_Problem details_. All the data must be output exactly as given.
***** Dataset excerpts
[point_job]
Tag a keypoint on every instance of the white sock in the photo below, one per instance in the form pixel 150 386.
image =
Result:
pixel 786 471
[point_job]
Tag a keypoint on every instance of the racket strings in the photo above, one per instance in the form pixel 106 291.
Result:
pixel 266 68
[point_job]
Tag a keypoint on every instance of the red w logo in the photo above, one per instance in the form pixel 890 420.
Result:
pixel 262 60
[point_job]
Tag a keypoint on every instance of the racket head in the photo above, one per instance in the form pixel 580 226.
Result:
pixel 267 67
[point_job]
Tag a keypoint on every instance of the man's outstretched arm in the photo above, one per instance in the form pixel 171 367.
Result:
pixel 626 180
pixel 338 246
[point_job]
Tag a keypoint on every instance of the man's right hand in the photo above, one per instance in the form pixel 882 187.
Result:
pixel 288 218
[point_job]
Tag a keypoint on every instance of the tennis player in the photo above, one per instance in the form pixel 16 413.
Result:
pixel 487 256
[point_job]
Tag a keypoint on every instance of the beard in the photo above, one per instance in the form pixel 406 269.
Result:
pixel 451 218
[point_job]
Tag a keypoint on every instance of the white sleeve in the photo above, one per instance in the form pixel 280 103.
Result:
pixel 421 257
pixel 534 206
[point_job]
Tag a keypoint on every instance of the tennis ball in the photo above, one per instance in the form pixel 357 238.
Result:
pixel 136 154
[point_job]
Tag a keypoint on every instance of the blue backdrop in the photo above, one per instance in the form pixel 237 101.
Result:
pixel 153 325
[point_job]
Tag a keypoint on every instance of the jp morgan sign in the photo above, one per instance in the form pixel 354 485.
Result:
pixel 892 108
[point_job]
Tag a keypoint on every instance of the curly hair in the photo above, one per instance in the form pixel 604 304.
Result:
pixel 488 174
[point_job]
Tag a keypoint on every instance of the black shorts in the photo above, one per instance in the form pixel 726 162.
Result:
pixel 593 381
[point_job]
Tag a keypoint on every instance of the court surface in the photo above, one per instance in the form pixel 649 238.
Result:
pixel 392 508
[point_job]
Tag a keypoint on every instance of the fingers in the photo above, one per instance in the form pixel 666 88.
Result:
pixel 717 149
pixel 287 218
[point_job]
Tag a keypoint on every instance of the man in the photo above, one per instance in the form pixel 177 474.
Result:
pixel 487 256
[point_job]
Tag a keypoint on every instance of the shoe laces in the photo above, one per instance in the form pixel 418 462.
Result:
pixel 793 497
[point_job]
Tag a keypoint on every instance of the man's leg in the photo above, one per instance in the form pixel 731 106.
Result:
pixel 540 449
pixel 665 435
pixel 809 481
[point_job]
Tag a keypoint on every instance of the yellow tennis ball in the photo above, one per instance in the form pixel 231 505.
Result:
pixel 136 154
**********
_Task answer_.
[point_job]
Tag a keypoint on every instance of the white sock in the photo below, one per instance in the form pixel 150 386.
image =
Result:
pixel 786 471
[point_job]
Tag a keypoint on every instance of the racket strings in the photo above, one per instance in the form pixel 106 291.
Result:
pixel 266 68
[point_job]
Tag a keypoint on every instance of the red w logo in the photo above, one per instance in the form pixel 890 420.
Result:
pixel 262 60
[point_job]
Tag a keypoint on every instance of the racket head in the photo above, one per instance in the form pixel 580 226.
Result:
pixel 267 67
[point_job]
Tag a keypoint on every instance of the man's outstretched arm in the photo above, one per instance in the form pixel 171 367.
Result:
pixel 626 180
pixel 338 246
[point_job]
Tag a keypoint on every instance of the man's right hand in the photo above, one per instance in the form pixel 882 187.
Result:
pixel 288 218
[point_job]
Tag a keypoint on every instance of the tennis player in the photo above, one per instance in the form pixel 16 413.
Result:
pixel 487 256
[point_job]
Tag a keypoint on every instance of the beard in the photo above, one per instance in the form pixel 406 269.
Result:
pixel 451 218
[point_job]
Tag a keypoint on every instance of the white sleeve in the photo above, one per instance in the form pixel 280 103.
Result:
pixel 421 257
pixel 534 206
[point_job]
Tag a keypoint on every instance of the tennis ball in the photo above, one per instance in the form pixel 357 238.
Result:
pixel 136 154
[point_job]
Tag a keypoint on every instance of the blue backdrop in the photo above, one per instance in the form pixel 237 101.
Result:
pixel 153 325
[point_job]
Tag a keypoint on every instance of the jp morgan sign in the photo above, one per instance in the form pixel 354 485.
Result:
pixel 892 108
[point_job]
Tag a keypoint on every instance of the curly hair in the photo above, one per instance in the form pixel 604 304.
Result:
pixel 488 174
[point_job]
Tag a keypoint on every instance of the black shorts in the photo above, one per instance in the form pixel 726 162.
Result:
pixel 593 381
[point_job]
Tag a keypoint on every instance of the court surface in the photo above, one per instance in the form pixel 649 238.
Result:
pixel 392 508
[point_job]
Tag a keypoint on every instance of the fingers in the photo above, one per instance in the form pixel 666 88.
Result:
pixel 717 149
pixel 287 218
[point_job]
Tag a keypoint on every instance of the man in the photo above, one per instance in the form pixel 177 474.
Result:
pixel 487 256
[point_job]
Tag a keypoint on every instance of the shoe laces in the photo above, one per instance in the form pixel 418 462.
Result:
pixel 793 497
[point_job]
Tag a keypoint on every instance of the man's leg in the photo above, one per instance in the form pixel 731 106.
Result:
pixel 540 449
pixel 665 435
pixel 809 481
[point_job]
Tag a keypoint on every instance of the yellow tennis ball in the photo above, one per instance in the form pixel 231 505.
Result:
pixel 136 154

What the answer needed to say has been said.